> Problem 1
Write out the stretch of the interstitial nephritis article from "Interstitial nephritis, a" through "is never identified.", word for word.
> Problem 2
Extend the interstitial nephritis article, starting right after its last sentence.

** Opening Text excerpt block **

Interstitial nephritis, a common cause of kidney failure, has a complex and largely unknown pathogenesis. In a new published paper in The Journal of the American Society of Nephrology, a team of researchers led from Karolinska Institutet shows how interstitial nephritis can develop from an autoimmune attack on the kidney's collecting duct.

Interstitial nephritis describes a type of morbid lesion often seen in patients with kidney failure that is characterised by tubular atrophy and interstitial scarring. The condition can develop from diverse backgrounds, such as adverse reactions to drugs, hypertension and diabetes; in many patients, however, the underlying cause is never identified.

"Our study sheds light on a new pathogenesis of interstitial nephritis and kidney failure," says researcher Nils Landegren from the Department of Medicine at Karolinska Institutet in Solna. "Our findings suggest that mechanisms similar to those that cause diseases like type 1 diabetes and thyroiditis, in which the immune system targets a specialised type of cell, can also cause interstitial nephritis."

Sometimes, rare diseases present an inroad into understanding common and more complex diseases. In this present study, the researchers studied a monogenic disease called autoimmune polyendocrine type 1 (APS1), which is an important model for the larger group of organ-specific autoimmune diseases. Some people with APS1 develop of interstitial nephritis and kidney failure.

** Closing Text excerpt block **
** Opening Record set block **

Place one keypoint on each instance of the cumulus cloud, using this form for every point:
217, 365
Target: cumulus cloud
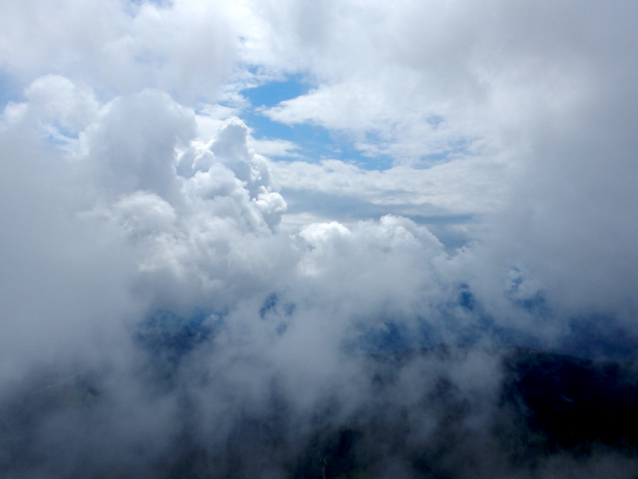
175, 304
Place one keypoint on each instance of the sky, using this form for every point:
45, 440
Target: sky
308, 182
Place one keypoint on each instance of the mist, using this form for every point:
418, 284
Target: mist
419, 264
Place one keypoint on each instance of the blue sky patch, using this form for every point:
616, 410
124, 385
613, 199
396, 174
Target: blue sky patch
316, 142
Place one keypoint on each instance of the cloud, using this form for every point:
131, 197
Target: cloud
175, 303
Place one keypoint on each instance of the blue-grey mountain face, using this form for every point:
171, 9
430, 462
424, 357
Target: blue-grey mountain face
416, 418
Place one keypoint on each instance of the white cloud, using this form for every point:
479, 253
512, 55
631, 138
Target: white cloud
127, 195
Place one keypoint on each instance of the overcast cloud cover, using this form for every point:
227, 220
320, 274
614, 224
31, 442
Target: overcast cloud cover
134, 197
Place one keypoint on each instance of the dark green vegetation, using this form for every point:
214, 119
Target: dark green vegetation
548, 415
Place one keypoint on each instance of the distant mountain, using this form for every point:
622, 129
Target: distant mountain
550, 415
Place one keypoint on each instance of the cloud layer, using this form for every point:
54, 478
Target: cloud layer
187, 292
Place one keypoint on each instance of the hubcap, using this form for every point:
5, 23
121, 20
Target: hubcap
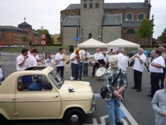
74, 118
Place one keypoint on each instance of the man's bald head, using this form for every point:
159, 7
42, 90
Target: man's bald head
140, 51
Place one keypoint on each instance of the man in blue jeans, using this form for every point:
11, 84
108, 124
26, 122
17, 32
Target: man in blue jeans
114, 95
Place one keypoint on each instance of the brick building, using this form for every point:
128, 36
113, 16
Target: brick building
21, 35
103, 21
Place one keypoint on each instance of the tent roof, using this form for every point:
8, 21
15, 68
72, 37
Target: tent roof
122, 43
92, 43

** Closing Record set block **
** Opening Record set block **

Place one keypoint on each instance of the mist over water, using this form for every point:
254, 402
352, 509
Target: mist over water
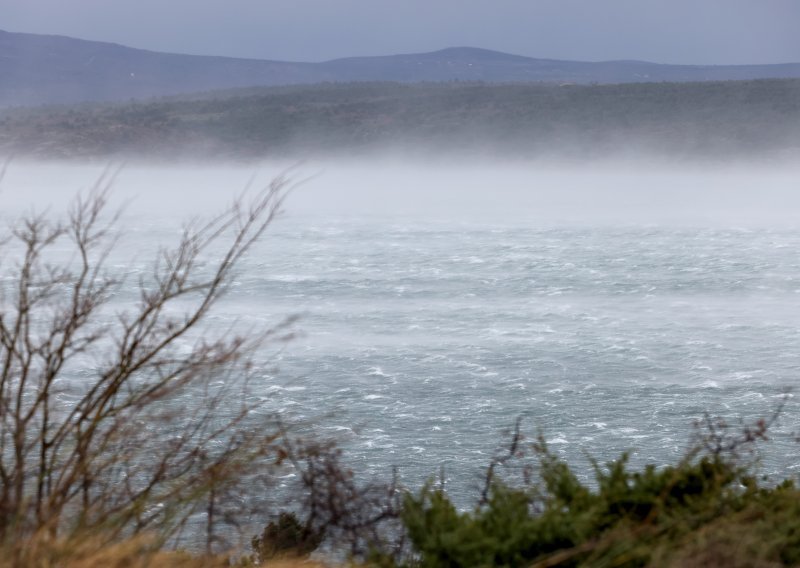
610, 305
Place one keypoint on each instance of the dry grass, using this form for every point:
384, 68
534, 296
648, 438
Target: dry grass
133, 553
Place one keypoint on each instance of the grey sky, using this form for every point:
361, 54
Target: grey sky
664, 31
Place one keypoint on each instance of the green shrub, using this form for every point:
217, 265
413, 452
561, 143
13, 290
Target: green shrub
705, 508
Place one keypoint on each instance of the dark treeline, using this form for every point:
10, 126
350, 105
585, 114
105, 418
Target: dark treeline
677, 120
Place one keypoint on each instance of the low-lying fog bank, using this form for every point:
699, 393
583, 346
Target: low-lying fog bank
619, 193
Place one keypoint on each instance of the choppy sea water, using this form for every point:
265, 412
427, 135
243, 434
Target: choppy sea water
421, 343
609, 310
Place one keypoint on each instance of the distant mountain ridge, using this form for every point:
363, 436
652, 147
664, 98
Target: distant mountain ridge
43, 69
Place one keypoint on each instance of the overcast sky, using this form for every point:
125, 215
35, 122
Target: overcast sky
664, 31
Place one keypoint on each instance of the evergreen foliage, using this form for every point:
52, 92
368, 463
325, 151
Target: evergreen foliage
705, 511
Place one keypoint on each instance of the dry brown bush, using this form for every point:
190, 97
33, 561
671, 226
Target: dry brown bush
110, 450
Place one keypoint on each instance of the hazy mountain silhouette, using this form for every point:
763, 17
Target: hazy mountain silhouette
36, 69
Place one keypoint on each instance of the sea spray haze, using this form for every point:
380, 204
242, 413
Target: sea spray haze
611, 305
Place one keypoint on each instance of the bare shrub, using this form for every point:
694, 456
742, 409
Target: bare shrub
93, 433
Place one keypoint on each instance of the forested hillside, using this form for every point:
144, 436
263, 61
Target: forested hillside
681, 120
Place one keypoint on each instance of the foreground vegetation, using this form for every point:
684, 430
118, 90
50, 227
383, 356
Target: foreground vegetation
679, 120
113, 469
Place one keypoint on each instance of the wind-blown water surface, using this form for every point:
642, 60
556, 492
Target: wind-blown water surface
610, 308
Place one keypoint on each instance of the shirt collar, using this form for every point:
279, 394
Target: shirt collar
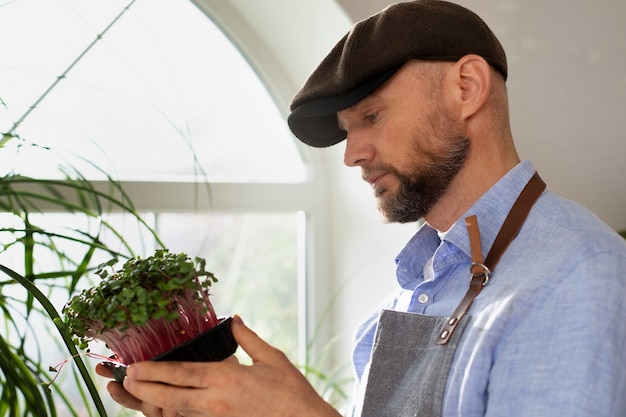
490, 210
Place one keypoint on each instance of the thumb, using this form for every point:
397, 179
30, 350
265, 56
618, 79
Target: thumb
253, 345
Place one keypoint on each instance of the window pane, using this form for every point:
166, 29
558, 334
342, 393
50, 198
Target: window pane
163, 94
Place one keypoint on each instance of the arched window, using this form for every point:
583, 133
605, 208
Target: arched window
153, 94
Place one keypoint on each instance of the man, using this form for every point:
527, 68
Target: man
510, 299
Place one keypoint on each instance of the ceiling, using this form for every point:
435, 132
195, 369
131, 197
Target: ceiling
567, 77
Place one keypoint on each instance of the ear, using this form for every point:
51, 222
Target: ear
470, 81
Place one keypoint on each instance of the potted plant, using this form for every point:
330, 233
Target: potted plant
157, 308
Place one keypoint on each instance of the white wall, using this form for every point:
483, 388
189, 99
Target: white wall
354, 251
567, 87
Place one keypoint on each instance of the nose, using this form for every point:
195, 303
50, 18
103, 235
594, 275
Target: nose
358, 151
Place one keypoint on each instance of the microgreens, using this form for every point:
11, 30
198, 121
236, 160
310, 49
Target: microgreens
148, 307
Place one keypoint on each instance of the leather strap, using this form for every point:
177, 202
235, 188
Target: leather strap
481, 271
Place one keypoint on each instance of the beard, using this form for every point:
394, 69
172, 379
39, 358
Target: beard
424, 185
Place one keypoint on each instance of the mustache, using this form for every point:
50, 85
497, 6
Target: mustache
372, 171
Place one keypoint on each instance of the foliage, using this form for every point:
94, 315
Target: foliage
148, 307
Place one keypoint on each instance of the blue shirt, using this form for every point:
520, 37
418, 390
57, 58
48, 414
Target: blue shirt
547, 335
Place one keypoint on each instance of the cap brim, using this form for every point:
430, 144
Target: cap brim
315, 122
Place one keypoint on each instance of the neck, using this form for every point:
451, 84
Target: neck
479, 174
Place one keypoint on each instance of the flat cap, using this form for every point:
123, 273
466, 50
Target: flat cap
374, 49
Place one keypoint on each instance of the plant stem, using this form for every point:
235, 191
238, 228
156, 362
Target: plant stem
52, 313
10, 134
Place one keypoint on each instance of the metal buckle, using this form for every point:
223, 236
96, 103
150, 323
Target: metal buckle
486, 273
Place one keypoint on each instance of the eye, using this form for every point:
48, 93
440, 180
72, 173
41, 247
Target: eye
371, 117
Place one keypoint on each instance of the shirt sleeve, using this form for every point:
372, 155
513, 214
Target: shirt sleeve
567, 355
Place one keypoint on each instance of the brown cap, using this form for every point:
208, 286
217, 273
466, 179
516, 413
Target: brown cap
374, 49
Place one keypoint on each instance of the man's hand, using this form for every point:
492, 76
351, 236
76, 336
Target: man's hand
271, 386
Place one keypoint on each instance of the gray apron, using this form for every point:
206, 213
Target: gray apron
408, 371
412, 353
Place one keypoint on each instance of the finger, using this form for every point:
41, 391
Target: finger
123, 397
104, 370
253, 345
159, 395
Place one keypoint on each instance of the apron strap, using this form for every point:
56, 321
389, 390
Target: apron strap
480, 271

** Closing Record set block **

> Reply 1
Interstitial nephritis, a common cause of kidney failure, has a complex and largely unknown pathogenesis. In a new published paper in The Journal of the American Society of Nephrology, a team of researchers led from Karolinska Institutet shows how interstitial nephritis can develop from an autoimmune attack on the kidney's collecting duct.

Interstitial nephritis describes a type of morbid lesion often seen in patients with kidney failure that is characterised by tubular atrophy and interstitial scarring. The condition can develop from diverse backgrounds, such as adverse reactions to drugs, hypertension and diabetes; in many patients, however, the underlying cause is never identified.

> Reply 2
To understand the causes of interstitial nephritis the group focused their investigations on three patients with APS1, all of whom developed kidney failure at an early age, and found that the immune system had attacked their kidneys. The researchers found antibodies that reacted to cells in the collecting ducts, which represent the terminal part of the renal tubular system, and were able to show that the target molecule was a water-channel protein that is only expressed in the collecting duct. All in all, their findings suggest that an autoimmune attack was responsible for the patients' kidney disease. The researchers do not yet know, however, how common this type of pathogenesis is for kidney failure amongst the general population.

The participating researchers work at Karolinska Institutet, Uppsala University, SciLifeLab and Århus University. The study was led by Professor Olle Kämpe at Karolinska Institutet's Department of Medicine in Solna and financed with grants from the Swedish Research Council, the Torsten and Ragnar Söderberg Foundation, the Swedish Research Council for Environment, Agricultural Sciences and Spatial Planning (Formas), the Novo Nordisk Foundation, the National Organization for Rare Disorders (USA) and the National Institutes of Health (USA).